- _Text segment_:
· · · ·
Of the Vicar of Wakefield it is useless to speak. There may be defects in the novel: Mr. Prior points out the principal, but what matter? Who cares to see them? It has won the heart, not only of England, but of all nations to which those acquainted with the tongue of England could expound it. The quiet humour, the heart-touching pathos, the guileless wit, the kindly picturings of life, the generous feelings, the well woven chain of story, sometimes sad, sometimes merry, but always natural, and always interesting; the odd jumble of characters, grave and gay, commonplace and eccentric, simple and knavish; but above all, the truly poetic, nay, the almost epic character of Dr. Primrose himself,— have endeared the Vicar of Wakefield to all who, in any condition of life, are accessible to genius, kindliness, or honourable sentiment; and will continue so to endear it,
"As long as water runs, and tall trees bloom."
· · · ·
- _Work instructions_:
• 1. List the six adjectives the passage on the Vicar of Wakefield uses to describe its "odd jumble of characters."
• 2. Answer these questions about the passage on the Vicar of Wakefield:
(a) Who is named as pointing out the principal defect of the novel?
(b) Which character is given "the almost epic character"?
(c) To people accessible to which three things has the novel been endeared?
• 3. Carry on the passage on the Vicar of Wakefield from the point where it stops.

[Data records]
· · · ·
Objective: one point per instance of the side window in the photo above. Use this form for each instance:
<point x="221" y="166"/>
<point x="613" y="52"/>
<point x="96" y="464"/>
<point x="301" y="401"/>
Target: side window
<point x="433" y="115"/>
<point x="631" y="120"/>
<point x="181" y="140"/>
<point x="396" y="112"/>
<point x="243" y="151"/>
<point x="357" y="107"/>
· · · ·
- _Results for the exercise_:
• 1. grave, gay, commonplace, eccentric, simple, knavish

• 2.
(a) Mr. Prior
(b) Dr. Primrose
(c) Genius, kindliness, or honourable sentiment

• 3.
And Tony Lumpkin, and Croaker, and Lofty, and Hardcastle, and little Flanigan — why not add the refined gentleman, fitting prototype for the current generation of fashionable novelists, who danced his bear to none but the genleelest of tunes—will not they keep the name of Goldsmith as one of the main purveyors of dramatic fun, whether it pleases our managers to consider his comedies as stock pieces or not? They will for ever admit him as a fit companion into that gallery of comic Irishmen, gathered with so patriotic a pride by Mr. Prior.
Of his poems, the Hermit, now that we have become more critically acquainted with the compositions, on which he imagined it was modelled, does not appear to us a successful imitation; as it exhibits no approach in style, sentiment, manners, or current of thought, to our old ballads. Looking upon it in this point of view, it is a failure, though not greater than the Hermit of Warkworth of Bishop Percy himself; but, considered without reference to any thing but its own merits, it is a pleasing and harmoniuus poem. In the Haunch of Venison, Mr. Croker, it appears, suggests that some hints are derived from Boileau.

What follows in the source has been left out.